=== Records for processing ===
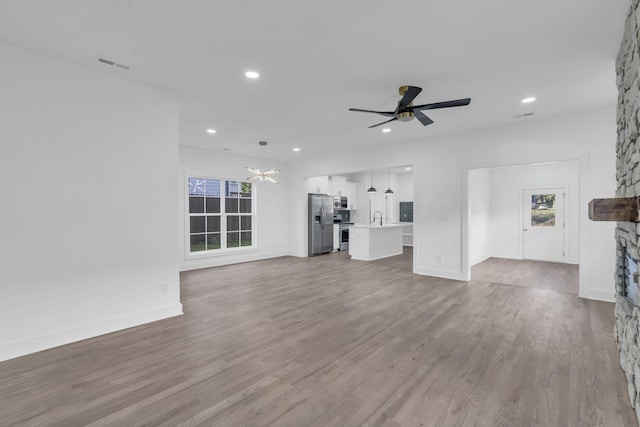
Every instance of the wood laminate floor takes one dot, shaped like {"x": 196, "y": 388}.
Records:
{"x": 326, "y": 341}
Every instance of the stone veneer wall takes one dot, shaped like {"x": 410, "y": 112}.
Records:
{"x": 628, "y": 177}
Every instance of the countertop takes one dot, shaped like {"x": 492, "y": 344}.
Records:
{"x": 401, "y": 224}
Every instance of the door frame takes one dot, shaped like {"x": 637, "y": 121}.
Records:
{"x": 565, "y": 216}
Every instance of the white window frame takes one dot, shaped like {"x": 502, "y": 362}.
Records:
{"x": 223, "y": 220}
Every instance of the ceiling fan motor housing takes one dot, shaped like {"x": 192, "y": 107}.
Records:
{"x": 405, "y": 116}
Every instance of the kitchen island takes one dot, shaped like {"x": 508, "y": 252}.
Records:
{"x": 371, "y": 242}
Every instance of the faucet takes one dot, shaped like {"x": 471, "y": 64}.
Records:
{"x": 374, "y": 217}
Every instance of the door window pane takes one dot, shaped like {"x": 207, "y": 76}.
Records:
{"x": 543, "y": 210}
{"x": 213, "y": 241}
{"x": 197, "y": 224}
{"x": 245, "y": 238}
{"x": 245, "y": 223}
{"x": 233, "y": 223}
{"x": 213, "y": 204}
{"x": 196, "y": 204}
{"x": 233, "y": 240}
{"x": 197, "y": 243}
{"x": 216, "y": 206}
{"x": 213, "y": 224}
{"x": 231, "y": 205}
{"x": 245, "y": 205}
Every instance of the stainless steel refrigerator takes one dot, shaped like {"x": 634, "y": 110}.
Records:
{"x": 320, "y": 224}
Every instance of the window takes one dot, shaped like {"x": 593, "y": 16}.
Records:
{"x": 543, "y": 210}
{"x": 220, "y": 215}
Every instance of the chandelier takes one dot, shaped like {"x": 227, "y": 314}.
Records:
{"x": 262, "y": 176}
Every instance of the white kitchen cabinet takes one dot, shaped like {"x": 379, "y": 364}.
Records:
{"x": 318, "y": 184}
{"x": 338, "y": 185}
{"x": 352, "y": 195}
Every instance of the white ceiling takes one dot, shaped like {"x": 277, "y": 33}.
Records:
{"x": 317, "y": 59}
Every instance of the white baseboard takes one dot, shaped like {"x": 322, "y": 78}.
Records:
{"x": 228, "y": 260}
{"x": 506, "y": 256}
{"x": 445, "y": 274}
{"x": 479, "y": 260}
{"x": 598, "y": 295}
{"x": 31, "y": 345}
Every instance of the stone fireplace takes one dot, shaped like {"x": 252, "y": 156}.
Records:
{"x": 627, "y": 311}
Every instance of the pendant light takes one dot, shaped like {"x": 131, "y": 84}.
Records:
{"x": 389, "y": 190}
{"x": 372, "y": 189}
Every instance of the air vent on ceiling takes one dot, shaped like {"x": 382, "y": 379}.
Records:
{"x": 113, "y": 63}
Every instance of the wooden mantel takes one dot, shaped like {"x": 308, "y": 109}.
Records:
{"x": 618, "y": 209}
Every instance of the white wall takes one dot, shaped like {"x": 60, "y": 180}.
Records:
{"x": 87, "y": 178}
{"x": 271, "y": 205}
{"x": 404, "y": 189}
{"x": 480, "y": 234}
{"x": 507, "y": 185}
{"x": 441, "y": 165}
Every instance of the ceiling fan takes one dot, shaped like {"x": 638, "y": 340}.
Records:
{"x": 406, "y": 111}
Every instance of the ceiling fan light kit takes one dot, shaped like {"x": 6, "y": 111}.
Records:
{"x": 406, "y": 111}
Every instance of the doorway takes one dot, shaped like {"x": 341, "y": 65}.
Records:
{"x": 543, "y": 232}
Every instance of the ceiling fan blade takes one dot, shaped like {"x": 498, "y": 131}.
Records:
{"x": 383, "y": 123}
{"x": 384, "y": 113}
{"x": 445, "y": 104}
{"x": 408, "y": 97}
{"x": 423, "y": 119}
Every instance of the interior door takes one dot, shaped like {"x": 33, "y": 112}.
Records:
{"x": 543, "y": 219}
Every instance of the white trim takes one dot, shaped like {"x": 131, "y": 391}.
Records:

=== Task goal ===
When the line with "Every instance of the ceiling fan motor" is reached in the data above, begin copying, and stop after the line with "Every instance of the door window"; copy each line exactly, both ends included.

=== Task response ===
Every instance of the ceiling fan motor housing takes one dot, shaped like {"x": 192, "y": 107}.
Records:
{"x": 405, "y": 116}
Every instance of the kitchen island takes one dot, shaped like {"x": 508, "y": 252}.
Records:
{"x": 371, "y": 242}
Every instance of the faucet takes one dot, shaped like {"x": 471, "y": 64}.
Records:
{"x": 374, "y": 217}
Every instance of the door window pane takes one dot, shaped like {"x": 207, "y": 76}.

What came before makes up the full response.